Statuant sur le recours des emprunteurs et par jugement du 12 décembre 2016, le tribunal d'instance de Saint-Etienne a déclaré irrecevable la procédure de surendettement pour absence de bonne foi et a confirmé la décision de la commission de surendettement prévoyant un moratoire supplémentaire.

Par acte d'huissier du 30 avril 2018, la banque a fait assigner les emprunteurs devant le tribunal de grande instance de Saint-Etienne en remboursement du crédit immobilier.

La société Mfprécaution est intervenue volontairement à la cause en faisant valoir qu'elle avait honoré son engagement de caution et réglé à la banque la somme de 116 458,05 euros, suivant quittance du 17 avril 2019.

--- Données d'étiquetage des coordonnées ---

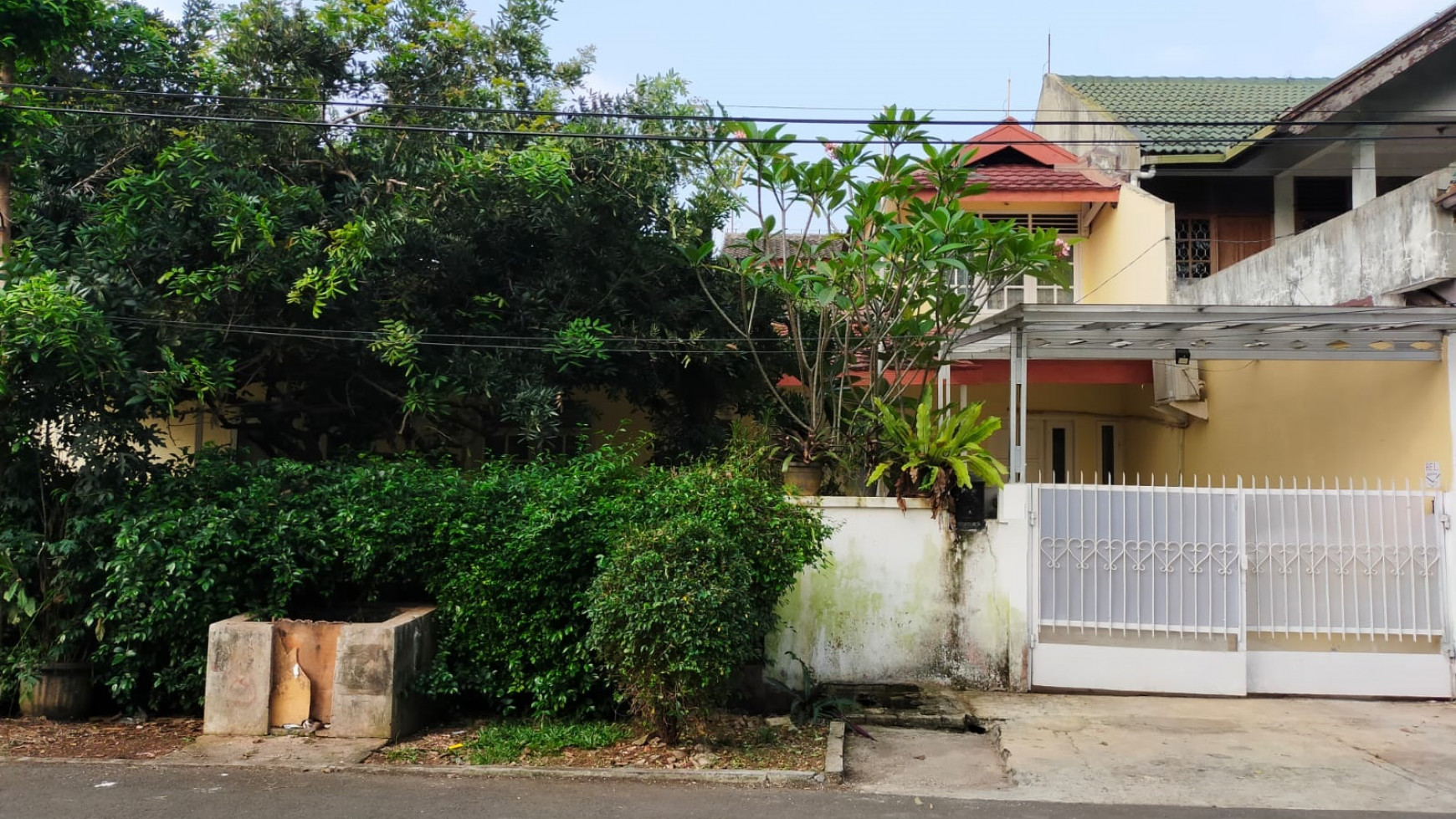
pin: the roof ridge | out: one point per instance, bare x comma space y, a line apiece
1187, 79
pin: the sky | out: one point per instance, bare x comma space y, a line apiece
960, 54
957, 54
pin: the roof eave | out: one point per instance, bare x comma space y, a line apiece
1382, 67
1104, 195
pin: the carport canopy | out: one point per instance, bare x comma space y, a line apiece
1100, 332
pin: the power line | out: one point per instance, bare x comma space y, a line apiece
730, 139
1269, 116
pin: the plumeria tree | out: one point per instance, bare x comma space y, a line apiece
874, 305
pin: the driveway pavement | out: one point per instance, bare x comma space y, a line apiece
1286, 754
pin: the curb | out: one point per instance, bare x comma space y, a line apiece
833, 771
928, 722
720, 775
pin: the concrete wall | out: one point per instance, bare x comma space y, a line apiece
1129, 255
1394, 243
1092, 131
903, 600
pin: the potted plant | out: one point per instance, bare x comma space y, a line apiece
804, 463
47, 643
942, 450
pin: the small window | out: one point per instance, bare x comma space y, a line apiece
1107, 466
1194, 248
1059, 454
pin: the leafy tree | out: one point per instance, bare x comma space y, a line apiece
29, 29
433, 262
889, 291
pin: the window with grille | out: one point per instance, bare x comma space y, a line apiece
1069, 224
1192, 245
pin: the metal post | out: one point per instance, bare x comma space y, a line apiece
1018, 407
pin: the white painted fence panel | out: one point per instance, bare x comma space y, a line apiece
1129, 561
1346, 563
1162, 573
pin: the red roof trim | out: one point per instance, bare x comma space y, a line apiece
1011, 136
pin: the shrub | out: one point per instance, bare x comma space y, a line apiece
683, 604
509, 553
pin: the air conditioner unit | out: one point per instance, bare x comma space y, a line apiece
1174, 383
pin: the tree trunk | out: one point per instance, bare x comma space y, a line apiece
6, 169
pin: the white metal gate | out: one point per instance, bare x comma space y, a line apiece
1239, 590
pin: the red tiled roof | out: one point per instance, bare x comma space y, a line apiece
1037, 178
1013, 136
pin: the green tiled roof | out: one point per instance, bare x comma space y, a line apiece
1192, 100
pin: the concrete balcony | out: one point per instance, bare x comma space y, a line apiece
1371, 255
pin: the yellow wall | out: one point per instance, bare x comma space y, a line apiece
1127, 256
1085, 407
179, 434
1306, 419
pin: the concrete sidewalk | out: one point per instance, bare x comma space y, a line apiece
1274, 754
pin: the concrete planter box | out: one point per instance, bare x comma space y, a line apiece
360, 673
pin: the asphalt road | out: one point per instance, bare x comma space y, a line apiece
82, 791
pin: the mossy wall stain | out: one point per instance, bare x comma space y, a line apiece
901, 601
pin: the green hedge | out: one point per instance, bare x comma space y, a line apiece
509, 553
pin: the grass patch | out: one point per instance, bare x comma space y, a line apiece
402, 754
509, 742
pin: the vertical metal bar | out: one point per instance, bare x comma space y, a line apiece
1082, 524
1324, 537
1034, 571
1283, 535
1127, 568
1018, 431
1443, 556
1097, 550
1066, 502
1168, 545
1243, 565
1299, 563
1385, 581
1340, 553
1426, 562
1194, 575
1369, 568
1411, 518
1400, 598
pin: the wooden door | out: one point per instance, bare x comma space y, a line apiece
1239, 238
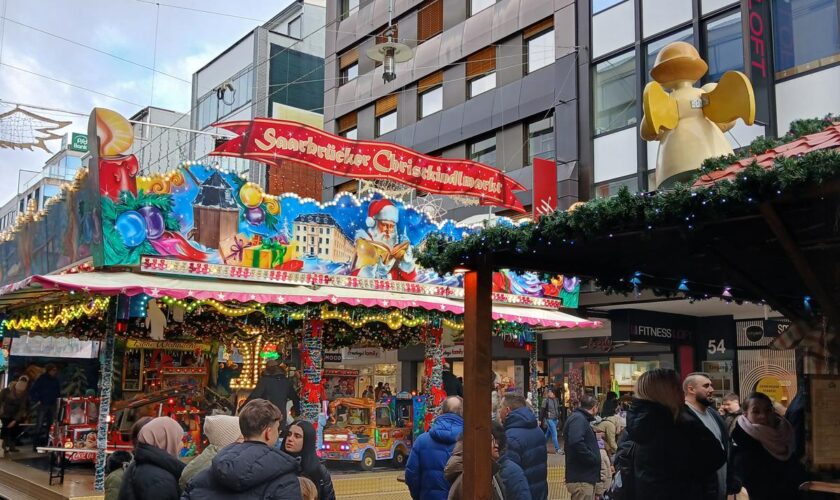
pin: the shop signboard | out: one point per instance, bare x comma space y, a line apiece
653, 327
78, 142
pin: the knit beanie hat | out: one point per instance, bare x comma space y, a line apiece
222, 430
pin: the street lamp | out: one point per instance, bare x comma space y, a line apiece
390, 52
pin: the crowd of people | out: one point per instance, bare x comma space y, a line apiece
242, 461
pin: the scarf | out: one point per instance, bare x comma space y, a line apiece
778, 441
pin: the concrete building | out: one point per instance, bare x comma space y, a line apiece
39, 186
275, 67
319, 235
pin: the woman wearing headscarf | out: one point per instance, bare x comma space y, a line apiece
762, 458
113, 481
299, 442
154, 473
14, 406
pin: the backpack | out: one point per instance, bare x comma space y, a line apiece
623, 485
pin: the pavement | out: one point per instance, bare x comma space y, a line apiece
24, 477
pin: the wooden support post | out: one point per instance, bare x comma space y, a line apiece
477, 383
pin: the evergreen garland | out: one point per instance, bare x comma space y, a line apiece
627, 212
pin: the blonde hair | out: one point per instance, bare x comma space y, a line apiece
308, 491
660, 386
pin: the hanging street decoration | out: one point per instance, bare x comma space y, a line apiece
271, 141
23, 129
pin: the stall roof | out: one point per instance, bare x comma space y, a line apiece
129, 283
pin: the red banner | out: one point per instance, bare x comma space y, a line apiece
545, 187
268, 141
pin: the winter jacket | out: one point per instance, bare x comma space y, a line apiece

--- Consigne ---
Citez le passage du texte du document commençant par « Statuant sur le » et se terminant par « du crédit immobilier. ».

--- Réponse attendue ---
Statuant sur le recours des emprunteurs et par jugement du 12 décembre 2016, le tribunal d'instance de Saint-Etienne a déclaré irrecevable la procédure de surendettement pour absence de bonne foi et a confirmé la décision de la commission de surendettement prévoyant un moratoire supplémentaire.

Par acte d'huissier du 30 avril 2018, la banque a fait assigner les emprunteurs devant le tribunal de grande instance de Saint-Etienne en remboursement du crédit immobilier.